### [EXERCISE BRIEF]
Exactly reproduce the lines from the one holding "find man in dark" through the final line of the listing below, with both ends included and nothing else.

[Data listing]
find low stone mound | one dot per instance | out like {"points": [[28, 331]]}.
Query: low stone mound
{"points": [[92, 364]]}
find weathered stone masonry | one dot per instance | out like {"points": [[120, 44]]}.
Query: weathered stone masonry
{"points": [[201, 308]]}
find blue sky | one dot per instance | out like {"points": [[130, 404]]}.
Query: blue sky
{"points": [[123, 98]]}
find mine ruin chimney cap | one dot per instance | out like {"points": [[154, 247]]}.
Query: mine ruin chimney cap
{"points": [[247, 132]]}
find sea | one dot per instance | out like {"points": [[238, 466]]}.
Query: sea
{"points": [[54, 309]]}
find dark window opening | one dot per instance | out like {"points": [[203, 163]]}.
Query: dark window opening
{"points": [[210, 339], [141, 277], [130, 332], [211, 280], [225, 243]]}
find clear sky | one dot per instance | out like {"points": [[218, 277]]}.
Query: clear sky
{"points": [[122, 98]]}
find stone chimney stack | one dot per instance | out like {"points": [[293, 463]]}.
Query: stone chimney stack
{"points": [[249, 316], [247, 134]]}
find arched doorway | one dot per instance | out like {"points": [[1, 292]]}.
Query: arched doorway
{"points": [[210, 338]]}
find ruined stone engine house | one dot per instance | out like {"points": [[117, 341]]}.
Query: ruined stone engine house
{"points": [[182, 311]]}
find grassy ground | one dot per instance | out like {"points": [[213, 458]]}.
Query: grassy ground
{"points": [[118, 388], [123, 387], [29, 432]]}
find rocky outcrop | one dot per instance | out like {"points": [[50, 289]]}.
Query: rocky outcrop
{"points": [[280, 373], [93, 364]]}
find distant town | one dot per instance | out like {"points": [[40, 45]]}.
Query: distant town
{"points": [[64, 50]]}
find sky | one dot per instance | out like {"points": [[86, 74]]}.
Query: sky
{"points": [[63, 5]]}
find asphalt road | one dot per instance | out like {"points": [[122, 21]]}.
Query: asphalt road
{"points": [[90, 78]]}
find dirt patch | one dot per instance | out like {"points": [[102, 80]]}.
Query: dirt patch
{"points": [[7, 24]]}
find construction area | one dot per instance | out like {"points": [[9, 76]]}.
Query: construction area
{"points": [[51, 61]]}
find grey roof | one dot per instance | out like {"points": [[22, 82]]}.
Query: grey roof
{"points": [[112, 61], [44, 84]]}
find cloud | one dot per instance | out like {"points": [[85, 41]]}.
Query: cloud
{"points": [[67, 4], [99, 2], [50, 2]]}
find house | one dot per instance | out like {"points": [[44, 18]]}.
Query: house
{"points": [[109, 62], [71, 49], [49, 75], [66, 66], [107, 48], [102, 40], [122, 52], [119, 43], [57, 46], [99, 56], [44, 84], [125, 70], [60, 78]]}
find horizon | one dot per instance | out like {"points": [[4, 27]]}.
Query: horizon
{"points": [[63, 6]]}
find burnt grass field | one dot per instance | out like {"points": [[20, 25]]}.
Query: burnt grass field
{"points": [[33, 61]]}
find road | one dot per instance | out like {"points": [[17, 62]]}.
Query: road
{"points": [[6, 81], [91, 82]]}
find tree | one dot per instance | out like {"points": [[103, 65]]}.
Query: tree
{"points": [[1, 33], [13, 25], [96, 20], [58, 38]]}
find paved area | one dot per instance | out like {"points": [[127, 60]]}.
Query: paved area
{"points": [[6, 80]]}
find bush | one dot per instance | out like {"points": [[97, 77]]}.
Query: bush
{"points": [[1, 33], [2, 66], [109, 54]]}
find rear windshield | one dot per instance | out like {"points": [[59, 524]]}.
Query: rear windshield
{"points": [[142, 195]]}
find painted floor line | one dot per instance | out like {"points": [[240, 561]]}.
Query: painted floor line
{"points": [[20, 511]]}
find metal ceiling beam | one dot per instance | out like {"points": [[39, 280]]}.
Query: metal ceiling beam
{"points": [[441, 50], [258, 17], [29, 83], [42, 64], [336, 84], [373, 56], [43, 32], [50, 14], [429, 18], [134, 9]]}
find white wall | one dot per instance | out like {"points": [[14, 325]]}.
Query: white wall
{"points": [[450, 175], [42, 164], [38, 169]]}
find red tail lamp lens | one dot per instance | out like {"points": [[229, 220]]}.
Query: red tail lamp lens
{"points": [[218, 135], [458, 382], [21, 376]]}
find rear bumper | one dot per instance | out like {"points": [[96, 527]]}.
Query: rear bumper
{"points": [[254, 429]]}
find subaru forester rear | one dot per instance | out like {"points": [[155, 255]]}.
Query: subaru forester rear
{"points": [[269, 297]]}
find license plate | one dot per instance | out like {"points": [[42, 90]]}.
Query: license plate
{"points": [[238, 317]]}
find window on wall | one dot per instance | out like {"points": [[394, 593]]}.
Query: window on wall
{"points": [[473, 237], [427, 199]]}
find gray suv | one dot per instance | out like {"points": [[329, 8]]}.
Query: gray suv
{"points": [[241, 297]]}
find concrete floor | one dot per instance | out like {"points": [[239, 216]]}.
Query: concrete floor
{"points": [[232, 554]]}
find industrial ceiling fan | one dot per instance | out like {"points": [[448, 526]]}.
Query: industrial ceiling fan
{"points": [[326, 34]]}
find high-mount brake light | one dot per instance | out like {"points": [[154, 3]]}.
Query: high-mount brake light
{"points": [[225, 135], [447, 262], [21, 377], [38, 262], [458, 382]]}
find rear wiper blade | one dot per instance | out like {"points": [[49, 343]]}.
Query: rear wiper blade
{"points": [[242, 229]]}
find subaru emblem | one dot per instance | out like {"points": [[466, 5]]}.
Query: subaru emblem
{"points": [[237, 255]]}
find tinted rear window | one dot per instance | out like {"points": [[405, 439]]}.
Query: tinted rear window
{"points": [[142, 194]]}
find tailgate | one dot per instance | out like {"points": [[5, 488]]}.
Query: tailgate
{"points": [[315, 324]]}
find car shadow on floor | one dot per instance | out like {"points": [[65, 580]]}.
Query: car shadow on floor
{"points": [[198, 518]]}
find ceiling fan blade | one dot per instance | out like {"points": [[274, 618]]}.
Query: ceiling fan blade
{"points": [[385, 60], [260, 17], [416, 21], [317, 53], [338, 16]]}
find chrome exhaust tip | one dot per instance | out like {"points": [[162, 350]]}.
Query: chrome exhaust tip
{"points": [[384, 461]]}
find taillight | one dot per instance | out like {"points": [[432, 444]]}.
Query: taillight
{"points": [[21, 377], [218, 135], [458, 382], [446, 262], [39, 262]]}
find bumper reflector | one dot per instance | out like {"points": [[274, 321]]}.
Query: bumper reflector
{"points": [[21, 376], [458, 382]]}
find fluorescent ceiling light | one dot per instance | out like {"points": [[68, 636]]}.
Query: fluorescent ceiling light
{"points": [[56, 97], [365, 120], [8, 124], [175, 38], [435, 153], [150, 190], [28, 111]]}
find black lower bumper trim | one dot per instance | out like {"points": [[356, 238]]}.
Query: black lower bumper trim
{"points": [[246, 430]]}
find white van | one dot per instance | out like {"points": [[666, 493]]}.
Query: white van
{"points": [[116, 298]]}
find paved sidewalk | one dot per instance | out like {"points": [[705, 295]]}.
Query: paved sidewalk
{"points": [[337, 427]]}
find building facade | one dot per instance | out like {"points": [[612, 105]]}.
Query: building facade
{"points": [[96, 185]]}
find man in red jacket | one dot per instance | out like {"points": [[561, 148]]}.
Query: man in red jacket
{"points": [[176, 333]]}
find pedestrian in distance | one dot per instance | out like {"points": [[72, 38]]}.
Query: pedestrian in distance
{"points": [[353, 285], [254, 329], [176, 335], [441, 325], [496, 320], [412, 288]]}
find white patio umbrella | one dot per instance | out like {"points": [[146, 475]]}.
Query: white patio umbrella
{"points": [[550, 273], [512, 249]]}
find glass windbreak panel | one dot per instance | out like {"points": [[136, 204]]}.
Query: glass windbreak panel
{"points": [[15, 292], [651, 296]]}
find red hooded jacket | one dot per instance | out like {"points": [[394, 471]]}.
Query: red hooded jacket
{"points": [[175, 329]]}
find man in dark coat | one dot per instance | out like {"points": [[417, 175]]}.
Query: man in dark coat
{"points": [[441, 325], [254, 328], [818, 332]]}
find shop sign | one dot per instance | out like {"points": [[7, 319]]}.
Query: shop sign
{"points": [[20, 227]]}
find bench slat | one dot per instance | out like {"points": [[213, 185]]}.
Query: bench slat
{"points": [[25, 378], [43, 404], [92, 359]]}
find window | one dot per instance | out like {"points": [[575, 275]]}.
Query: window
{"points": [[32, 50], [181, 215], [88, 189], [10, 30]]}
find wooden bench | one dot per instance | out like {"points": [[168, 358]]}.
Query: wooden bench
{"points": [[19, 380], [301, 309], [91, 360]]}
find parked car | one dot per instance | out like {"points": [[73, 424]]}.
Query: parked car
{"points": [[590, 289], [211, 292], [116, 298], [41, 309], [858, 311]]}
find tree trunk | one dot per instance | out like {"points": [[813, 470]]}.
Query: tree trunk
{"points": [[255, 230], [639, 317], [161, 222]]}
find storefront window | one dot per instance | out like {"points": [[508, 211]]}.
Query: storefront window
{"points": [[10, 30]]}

### [REPLY TO THE EXERCISE]
find man in dark coat | one dot per instance | out like {"points": [[417, 175]]}.
Query: man in dark coat
{"points": [[441, 325], [254, 328], [818, 332]]}
find shop sign | one dot per instance | out like {"points": [[7, 319]]}.
Query: shop sign
{"points": [[20, 227]]}
find bench slat | one dot per instance | out like {"points": [[213, 185]]}.
Query: bench slat
{"points": [[25, 378], [43, 404], [92, 359]]}
find window | one dot per instance | out like {"points": [[575, 275]]}.
Query: window
{"points": [[32, 50], [181, 215], [88, 189], [10, 30]]}
find wooden bench | one dot per instance | out like {"points": [[168, 358]]}.
Query: wooden bench
{"points": [[19, 380], [301, 309], [91, 360]]}
find parked car | one dot per instance | out like {"points": [[73, 424]]}.
Query: parked car
{"points": [[590, 289], [211, 292], [116, 298], [41, 309], [858, 311]]}
find tree trunk | one dot per instance | out like {"points": [[813, 470]]}.
Query: tree trunk
{"points": [[255, 230], [639, 317], [161, 222]]}
find storefront window | one dot per instance | out like {"points": [[508, 211]]}.
Query: storefront window
{"points": [[10, 30]]}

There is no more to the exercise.